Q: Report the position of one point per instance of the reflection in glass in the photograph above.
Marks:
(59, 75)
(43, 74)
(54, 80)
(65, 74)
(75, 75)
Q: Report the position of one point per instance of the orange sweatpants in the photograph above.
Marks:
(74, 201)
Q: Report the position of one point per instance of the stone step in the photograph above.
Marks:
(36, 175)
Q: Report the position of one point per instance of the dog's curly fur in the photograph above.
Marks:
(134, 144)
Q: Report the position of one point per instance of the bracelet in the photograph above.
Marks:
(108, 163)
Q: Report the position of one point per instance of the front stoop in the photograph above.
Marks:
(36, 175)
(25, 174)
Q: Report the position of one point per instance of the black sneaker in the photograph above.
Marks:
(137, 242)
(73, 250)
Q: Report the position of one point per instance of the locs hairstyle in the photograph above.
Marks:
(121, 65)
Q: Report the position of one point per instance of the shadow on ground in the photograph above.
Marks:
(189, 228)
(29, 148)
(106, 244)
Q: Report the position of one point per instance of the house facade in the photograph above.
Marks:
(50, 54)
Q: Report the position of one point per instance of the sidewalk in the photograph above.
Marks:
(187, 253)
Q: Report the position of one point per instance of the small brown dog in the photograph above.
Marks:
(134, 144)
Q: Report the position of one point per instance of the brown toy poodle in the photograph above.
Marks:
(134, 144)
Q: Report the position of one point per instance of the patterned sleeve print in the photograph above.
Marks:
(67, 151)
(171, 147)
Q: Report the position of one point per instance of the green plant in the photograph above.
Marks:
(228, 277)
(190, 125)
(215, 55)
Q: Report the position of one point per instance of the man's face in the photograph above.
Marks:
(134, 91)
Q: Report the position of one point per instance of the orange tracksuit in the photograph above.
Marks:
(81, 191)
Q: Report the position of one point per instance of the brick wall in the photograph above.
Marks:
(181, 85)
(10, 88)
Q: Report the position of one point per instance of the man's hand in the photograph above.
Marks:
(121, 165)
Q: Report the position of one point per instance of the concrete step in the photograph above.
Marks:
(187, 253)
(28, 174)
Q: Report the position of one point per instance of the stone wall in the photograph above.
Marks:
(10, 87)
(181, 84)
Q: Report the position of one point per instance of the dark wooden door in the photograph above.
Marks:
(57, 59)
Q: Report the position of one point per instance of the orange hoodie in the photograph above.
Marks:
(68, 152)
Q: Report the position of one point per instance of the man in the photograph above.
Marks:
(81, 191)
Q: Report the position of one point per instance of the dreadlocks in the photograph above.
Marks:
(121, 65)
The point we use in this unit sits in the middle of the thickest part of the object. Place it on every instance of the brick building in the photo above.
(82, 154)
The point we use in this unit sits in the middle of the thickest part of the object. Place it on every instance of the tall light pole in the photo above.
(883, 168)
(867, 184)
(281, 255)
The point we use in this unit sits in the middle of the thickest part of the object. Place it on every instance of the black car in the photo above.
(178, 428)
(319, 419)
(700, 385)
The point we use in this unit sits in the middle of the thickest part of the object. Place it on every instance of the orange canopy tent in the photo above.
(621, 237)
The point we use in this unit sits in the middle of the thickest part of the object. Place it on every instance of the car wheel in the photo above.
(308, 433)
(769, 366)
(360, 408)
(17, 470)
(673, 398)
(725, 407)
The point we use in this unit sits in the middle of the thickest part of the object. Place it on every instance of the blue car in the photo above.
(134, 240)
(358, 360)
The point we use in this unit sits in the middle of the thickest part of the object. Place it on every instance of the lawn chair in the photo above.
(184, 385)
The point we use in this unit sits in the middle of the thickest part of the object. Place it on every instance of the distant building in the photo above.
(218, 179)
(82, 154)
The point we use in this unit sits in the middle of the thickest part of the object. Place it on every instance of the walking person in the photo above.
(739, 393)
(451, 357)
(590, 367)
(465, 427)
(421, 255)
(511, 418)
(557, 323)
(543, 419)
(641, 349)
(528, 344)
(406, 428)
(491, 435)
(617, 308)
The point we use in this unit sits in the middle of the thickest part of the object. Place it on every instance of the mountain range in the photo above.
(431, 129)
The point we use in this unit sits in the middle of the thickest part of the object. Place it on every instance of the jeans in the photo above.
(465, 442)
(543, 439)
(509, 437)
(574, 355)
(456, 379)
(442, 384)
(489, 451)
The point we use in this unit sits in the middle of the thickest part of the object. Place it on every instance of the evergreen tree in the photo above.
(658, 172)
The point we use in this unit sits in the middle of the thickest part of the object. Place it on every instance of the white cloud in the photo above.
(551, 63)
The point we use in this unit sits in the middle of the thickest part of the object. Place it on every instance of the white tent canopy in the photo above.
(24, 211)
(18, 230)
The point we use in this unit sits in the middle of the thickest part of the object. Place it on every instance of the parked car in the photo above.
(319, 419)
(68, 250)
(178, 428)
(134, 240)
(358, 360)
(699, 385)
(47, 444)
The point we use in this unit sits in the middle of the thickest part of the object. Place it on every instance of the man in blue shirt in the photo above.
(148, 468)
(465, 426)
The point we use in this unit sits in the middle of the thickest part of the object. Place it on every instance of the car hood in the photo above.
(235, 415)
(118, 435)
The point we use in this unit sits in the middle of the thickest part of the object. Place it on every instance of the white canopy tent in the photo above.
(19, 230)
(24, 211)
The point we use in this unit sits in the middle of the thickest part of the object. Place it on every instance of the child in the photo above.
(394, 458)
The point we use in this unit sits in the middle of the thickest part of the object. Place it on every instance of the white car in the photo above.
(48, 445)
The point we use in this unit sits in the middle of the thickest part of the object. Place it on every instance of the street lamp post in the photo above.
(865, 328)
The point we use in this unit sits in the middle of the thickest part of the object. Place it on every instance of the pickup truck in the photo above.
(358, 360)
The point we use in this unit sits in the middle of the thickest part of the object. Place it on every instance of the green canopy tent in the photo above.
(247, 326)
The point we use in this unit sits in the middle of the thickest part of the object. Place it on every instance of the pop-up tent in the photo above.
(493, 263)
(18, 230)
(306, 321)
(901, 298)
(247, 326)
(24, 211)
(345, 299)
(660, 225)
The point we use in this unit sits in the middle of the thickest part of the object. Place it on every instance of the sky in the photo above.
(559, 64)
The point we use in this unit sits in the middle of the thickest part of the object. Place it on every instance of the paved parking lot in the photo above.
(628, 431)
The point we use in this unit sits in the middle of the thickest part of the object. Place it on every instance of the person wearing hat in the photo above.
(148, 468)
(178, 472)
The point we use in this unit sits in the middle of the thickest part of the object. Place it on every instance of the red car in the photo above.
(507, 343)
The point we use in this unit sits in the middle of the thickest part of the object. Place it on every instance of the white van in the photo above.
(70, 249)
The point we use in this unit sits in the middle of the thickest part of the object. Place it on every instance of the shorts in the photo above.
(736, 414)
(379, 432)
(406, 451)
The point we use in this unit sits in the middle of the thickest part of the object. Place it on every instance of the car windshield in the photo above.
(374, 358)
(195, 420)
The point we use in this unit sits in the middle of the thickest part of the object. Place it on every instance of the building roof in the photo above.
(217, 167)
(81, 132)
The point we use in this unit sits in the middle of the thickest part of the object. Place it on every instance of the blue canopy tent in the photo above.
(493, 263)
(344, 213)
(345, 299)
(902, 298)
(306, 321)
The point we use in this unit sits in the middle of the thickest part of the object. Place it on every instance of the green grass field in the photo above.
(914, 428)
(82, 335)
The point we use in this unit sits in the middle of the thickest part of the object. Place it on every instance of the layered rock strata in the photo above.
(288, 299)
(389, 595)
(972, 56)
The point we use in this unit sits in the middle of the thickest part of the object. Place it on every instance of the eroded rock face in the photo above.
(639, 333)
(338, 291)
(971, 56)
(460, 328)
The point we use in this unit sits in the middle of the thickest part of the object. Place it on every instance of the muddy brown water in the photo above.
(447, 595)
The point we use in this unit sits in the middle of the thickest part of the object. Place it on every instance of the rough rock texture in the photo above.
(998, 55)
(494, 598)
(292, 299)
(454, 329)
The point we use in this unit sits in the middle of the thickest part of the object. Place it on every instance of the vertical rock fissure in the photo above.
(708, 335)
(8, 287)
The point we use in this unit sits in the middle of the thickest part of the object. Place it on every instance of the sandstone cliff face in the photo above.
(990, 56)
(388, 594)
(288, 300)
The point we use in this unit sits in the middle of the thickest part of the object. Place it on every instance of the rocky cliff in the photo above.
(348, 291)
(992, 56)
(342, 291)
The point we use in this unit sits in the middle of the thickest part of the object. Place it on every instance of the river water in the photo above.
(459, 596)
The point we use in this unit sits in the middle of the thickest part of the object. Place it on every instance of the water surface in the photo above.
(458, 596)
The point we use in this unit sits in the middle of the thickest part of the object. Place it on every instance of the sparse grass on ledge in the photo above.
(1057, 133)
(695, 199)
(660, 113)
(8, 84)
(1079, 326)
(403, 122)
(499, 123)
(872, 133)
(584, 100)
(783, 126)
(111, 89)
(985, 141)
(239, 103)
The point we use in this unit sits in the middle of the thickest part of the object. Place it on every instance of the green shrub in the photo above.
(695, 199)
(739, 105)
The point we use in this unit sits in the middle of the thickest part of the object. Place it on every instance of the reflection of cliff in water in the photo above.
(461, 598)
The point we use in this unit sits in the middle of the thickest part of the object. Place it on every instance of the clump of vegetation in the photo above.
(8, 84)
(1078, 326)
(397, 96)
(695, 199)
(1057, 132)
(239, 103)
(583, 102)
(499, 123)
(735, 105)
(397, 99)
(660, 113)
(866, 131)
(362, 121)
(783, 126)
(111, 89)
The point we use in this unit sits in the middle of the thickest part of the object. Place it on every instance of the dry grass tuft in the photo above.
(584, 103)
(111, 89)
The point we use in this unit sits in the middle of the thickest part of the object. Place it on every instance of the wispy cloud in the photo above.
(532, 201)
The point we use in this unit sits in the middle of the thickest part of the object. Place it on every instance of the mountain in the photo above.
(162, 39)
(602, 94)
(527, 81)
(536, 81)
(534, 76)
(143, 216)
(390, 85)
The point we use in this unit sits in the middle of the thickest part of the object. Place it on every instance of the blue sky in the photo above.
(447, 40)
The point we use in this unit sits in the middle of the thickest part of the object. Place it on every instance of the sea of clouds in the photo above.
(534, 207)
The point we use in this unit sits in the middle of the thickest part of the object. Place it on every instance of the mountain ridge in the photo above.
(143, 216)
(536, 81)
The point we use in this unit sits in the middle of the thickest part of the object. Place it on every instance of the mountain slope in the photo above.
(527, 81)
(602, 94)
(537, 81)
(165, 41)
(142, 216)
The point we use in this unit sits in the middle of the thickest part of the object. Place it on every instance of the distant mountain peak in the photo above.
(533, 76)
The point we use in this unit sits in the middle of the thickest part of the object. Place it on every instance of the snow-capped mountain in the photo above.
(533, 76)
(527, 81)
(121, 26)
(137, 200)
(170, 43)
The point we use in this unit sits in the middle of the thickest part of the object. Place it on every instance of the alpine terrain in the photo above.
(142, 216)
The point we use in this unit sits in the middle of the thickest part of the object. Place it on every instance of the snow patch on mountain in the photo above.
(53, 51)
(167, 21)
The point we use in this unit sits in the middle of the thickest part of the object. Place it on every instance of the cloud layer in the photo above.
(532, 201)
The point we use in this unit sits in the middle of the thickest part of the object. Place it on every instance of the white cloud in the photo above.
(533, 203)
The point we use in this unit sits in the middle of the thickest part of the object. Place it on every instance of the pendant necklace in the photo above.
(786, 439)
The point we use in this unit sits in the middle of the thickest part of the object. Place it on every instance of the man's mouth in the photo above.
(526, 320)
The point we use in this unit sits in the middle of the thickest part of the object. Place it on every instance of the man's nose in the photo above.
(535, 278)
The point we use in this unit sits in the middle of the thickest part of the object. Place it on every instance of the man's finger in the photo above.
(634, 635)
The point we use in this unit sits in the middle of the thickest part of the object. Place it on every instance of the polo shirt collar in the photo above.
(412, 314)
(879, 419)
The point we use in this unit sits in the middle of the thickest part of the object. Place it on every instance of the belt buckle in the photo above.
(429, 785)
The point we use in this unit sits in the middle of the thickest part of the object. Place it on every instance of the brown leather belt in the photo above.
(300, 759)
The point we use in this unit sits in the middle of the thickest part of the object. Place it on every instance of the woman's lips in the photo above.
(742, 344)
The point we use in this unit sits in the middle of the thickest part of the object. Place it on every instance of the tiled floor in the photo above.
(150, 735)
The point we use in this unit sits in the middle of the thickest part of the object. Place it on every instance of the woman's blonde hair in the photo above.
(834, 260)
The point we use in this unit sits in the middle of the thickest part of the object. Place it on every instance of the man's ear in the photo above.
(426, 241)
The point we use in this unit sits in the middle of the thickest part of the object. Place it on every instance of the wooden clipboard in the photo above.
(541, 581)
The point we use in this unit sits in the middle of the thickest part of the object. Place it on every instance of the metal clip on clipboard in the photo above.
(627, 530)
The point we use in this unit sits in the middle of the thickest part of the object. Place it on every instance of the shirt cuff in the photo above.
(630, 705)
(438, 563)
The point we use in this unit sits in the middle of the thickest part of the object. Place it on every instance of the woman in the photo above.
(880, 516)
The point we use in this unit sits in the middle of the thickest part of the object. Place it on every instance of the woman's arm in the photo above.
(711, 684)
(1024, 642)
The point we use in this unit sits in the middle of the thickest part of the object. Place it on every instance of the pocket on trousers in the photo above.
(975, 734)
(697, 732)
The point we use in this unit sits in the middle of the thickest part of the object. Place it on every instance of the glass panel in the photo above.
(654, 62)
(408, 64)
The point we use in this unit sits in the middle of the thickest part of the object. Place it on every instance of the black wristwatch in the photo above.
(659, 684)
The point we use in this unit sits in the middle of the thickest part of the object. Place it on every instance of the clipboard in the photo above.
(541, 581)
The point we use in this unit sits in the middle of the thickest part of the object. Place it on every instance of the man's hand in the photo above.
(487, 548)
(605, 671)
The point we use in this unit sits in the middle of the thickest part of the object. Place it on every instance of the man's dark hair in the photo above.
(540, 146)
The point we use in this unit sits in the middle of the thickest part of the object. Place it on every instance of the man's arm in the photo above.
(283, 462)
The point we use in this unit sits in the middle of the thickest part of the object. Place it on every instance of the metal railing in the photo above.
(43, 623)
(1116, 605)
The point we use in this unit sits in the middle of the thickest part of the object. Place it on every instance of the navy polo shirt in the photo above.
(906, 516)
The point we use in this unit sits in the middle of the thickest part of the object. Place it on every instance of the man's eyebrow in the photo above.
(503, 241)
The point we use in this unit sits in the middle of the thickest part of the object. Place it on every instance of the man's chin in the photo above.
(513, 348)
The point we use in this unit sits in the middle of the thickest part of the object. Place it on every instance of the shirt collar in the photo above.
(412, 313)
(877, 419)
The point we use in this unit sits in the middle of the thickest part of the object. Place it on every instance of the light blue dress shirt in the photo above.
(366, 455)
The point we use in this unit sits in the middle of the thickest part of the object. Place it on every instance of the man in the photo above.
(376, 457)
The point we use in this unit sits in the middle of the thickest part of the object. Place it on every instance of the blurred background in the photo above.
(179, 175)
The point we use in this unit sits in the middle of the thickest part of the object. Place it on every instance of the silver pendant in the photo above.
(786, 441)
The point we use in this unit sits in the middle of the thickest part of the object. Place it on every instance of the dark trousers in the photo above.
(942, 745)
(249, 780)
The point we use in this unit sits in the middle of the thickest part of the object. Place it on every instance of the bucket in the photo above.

──────────────────────────────

• [What you are asked to do]
Copy each line of the records that has "wall" in it.

• [Written answer]
Q: Report the position of one point per instance of the brick wall in the photograph above.
Q: Report the position of one point per instance of the stone wall in the photograph above.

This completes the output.